Task directions: Word for word, transcribe every line below.

BEGIN Data excerpts

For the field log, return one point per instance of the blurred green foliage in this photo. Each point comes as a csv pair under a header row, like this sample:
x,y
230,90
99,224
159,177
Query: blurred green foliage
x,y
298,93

END Data excerpts

Output for this exercise:
For the field log, return one point per instance of the blurred green foliage in this photo. Each point comes as a csv pair under a header row, like this sample:
x,y
230,90
99,224
159,177
Query: blurred green foliage
x,y
298,93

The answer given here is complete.